Latihan |
• a. Tentukan apakah pernyataan (i), (ii), dan (iii) berikut sesuai dengan teks bacaan. Jawab ya atau tidak untuk masing-masing, disertai kutipan kata-kata penentu dari teks bacaan. (i) Artikel Bambang Kaswanti Purwo diterbitkan Harian Kompas edisi 20 Juni 2015. (ii) Penulis mengajar bahasa Indonesia di sebuah sekolah di Jakarta. (iii) Sekolah tempat penulis mengajar hanya menerapkan kurikulum nasional.
• b. Menurut teks bacaan, bahasa apa yang dipakai sebagai bahasa pengantar pendidikan di sekolah tempat penulis mengajar, mulai dari tingkat nursery hingga junior high school?
• c. Teruskan teks bacaan tentang pemudaran bahasa Indonesia di kalangan generasi muda, dimulai setelah kalimat terakhirnya.

Teks Bacaan |
Daulat Bahasa, Daulat Rakyat

Print Friendly, PDF & Email

PERSOALAN internasionalisasi bahasa Indonesia kini menerima tantangan dari dalam. Gegap gempita hasrat menjadikan bahasa Indonesia sebagai bahasa diplomasi luar negeri, terutama di forum-forum internasional, sebagai misal ASEAN dan KAA, justru bertabrakan dengan fenomena yang memaksa bangsa Indonesia untuk memikir-ulang keadaan bahasanya.

Bambang Kaswanti Purwo mengajukan pertanyaan “Sejauh mana gejala pemudaran bahasa Indonesia di kalangan generasi muda kini tengah berlangsung?” Pertanyaan ini, dia ajukan dalam artikelnya yang diterbitkan Harian Kompas edisi 20 Juni 2015. Artikel tersebut hadir sebagai tanggapan untuk berita The New York Times,[1] yang melaporkan bahwa ‘telah lahir generasi baru anak Indonesia, yang dibesarkan di Jakarta tetapi tidak fasih berbahasa Indonesia’.

Artikel yang saya tulis ini, dalam tahap tertentu, meneruskan kegelisahan Bambang. Mungkin juga menambah cakrawala “pemudaran” bahasa Indonesia, bukan hanya ‘yang dibesarkan di Jakarta’, karena saya mengajar bahasa Indonesia di sebuah sekolah di Cirebon yang menerapkan dwi kurikulum, yakni kurikulum nasional dan kurikulum dari Cambrigde International Examination. Tindak lanjutnya, bahasa pengantar proses pendidikan mulai dari tingkat nursery (kelompok bermain) hingga junior high school (SMA) menggunakan bahasa Inggris.

Kecenderungan yang terjadi di sekolah saya adalah siswa mulai bersekolah dari nursery sampai junior high school di sekolah yang sama. Mereka tumbuh dan dibesarkan dengan bahasa Inggris dan tidak hanya terbatas pada sesi belajar berlangsung. Bahkan terdapat fenomena di beberapa siswa, dimana makian dan ungkapan emosional  mereka diungkapkan dalam bahasa Inggris. Bahasa makian (kemarahan), dalam tradisi ilmu bahasa, menempati posisi sebagai bahasa spontanitas yang cenderung nir-sadar dan dihuni oleh bahasa ibu sebagai mother tounge.

Generasi muda sekarang, generasi muda yang lahir dari generasi orang tua yang tengah menikmati posisi sebagai kelas menengah, lebih fasih berbahasa Inggris daripada bahasa Indonesia. Sebab dalam imajinasi orang tuanya, bahasa Inggris dapat lebih menjamin kehidupan masa depan si anak dengan pekerjaan atau akses pendidikan yang lebih menjanjikan. Dalam bahasa yang lebih sederhana, bahasa Inggris menjadi akses terhadap kemakmuran.

Data |
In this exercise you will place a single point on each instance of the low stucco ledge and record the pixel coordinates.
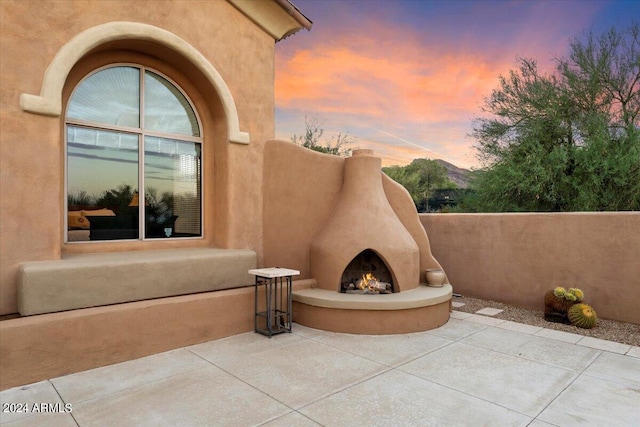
(422, 296)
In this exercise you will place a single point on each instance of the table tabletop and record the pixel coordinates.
(273, 272)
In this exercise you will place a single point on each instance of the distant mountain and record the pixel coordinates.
(458, 175)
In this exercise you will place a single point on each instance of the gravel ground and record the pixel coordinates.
(625, 333)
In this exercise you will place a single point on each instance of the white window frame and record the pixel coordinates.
(141, 133)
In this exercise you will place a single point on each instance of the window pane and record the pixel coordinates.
(172, 188)
(110, 96)
(102, 179)
(166, 109)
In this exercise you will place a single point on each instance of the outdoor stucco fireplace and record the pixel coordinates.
(371, 233)
(363, 220)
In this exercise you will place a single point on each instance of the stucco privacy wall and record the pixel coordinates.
(31, 145)
(516, 258)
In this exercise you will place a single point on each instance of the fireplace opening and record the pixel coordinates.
(366, 274)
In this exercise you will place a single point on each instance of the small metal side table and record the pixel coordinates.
(275, 316)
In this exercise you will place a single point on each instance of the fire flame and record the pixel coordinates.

Kunci Jawaban |
• a.
(i) Ya: "dia ajukan dalam artikelnya yang diterbitkan Harian Kompas edisi 20 Juni 2015".
(ii) Tidak: "saya mengajar bahasa Indonesia di sebuah sekolah di Cirebon".
(iii) Tidak: "menerapkan dwi kurikulum, yakni kurikulum nasional dan kurikulum dari Cambrigde International Examination".

• b. Bahasa Inggris.

• c.
Orang tua dari lapisan menengah ini tidak segan-segan mengirim anak mereka ke sekolah-sekolah mahal, hanya agar dapat mengakses pendidikan yang mengedepankan bahasa Inggris. Kelas internasional, baik dari tingkat RSBI dahulu sampai jurusan-jurusan di perguruan tinggi, tidak pernah sepi dari peminat walaupun selisih biayanya jika dibandingkan kelas reguler cukup besar. Ataupun, jika tidak cukup beruntung bersekolah di tempat yang berbahasa Inggris, tempat kursus bahasa Inggris menjamur untuk dijadikan alternatif pilihan.

Walaupun perkembangan pemudaran bahasa Indonesia ini berbanding lurus dengan penguatan antusiasme terhadap bahasa Inggris, saya tidak bersepakat bahwa fenomena ini dikatakan sebagai gejalah alamiah seperti yang disetujui oleh Bambang dengan mengikuti pendapat dari Aimee Dawis yang menjadi narasumber dalam berita diterbitkan The New York Times.[2] Saya lebih memilih memandang gejala ini memang sudah dikontruksikan dan kontruksi bukanlah sifat kealamiahan.

Secara historis, dominasi bahasa Inggris memang tidak lepas dari ideologi imperium Inggris. Di bawah misi pemberadaban bangsa-bangsa primitif atau kita bisa menyebutnya kolonialisme, bahasa Inggris menjadi bahasa resmi negara dan bahasa pergaulan di negara-negara di luar Inggris,  yang tersebar di benua Amerika, Eropa, Asia, Afrika, dan Australia. Robert Phillipson (1992) dalam bukunya Linguistic Imperialsm menyebutkan bahwa “The British empire has given way to empire of English”.[3] Tetapi pengajaran bahasa Inggris juga melayani kepentingan negara-negara donor yang mayoritas berbahasa Inggris dan berkontribusi terhadap ketidaksetaraan antara Negara Selatan dan Utara berikut eksploitasi yang terjadi di dalam hubungan di antara keduanya.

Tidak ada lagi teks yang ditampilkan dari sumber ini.